━━ TEXTE À LIRE
Par mesdames Lise St-Pierre et Christelle Lison, professeures à l’Université de Sherbrooke

Madame Lise St-Pierre  détient un doctorat (didactique) de l’Université de Montréal et une maîtrise en enseignement - Université de Sherbrooke. Elle cumule plusieurs années d’expérience en enseignement des mathématiques au cégep de Baie-Comeau. C’est dans ce contexte qu’elle a réalisé des recherches sur le thème du développement des stratégies d’apprentissage et de la métacognition. Par la suite, en tant que conseillère pédagogique, elle a coordonné les travaux de comités de programme pour l’élaboration de programmes par compétences. Elle est maintenant professeure à la Faculté d’éducation (PERFORMA) de l’Université de Sherbrooke, membre du groupe de recherche-action (GRA) de PERFORMA et membre du CERES (Centre d’études et de recherche en enseignement supérieur) de l’Université de Sherbrooke.
━━━━
**EXERCICE PROPOSÉ 1**
Répondez aux questions suivantes d'après la présentation de Lise St-Pierre.
(a) De quelle université Lise St-Pierre détient-elle son doctorat ?
(b) Quelle matière a-t-elle enseignée au cégep de Baie-Comeau ?
(c) Quels travaux a-t-elle coordonnés en tant que conseillère pédagogique ?
**EXERCICE PROPOSÉ 2**
Restituez mot pour mot le passage de la présentation de Lise St-Pierre qui s'ouvre sur les mots contenant « Par mesdames Lise » et se termine par « l’Université de Sherbrooke. ».
━━ DONNÉES
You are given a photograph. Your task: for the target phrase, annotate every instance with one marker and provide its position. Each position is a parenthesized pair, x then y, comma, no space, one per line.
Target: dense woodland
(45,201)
━━━━
**RÉPONSE ATTENDUE 1**
(a) De l'Université de Montréal.
(b) Les mathématiques.
(c) Les travaux de comités de programme pour l'élaboration de programmes par compétences.

**RÉPONSE ATTENDUE 2**
Par mesdames Lise St-Pierre et Christelle Lison, professeures à l’Université de Sherbrooke

Madame Lise St-Pierre  détient un doctorat (didactique) de l’Université de Montréal et une maîtrise en enseignement - Université de Sherbrooke. Elle cumule plusieurs années d’expérience en enseignement des mathématiques au cégep de Baie-Comeau. C’est dans ce contexte qu’elle a réalisé des recherches sur le thème du développement des stratégies d’apprentissage et de la métacognition. Par la suite, en tant que conseillère pédagogique, elle a coordonné les travaux de comités de programme pour l’élaboration de programmes par compétences. Elle est maintenant professeure à la Faculté d’éducation (PERFORMA) de l’Université de Sherbrooke, membre du groupe de recherche-action (GRA) de PERFORMA et membre du CERES (Centre d’études et de recherche en enseignement supérieur) de l’Université de Sherbrooke.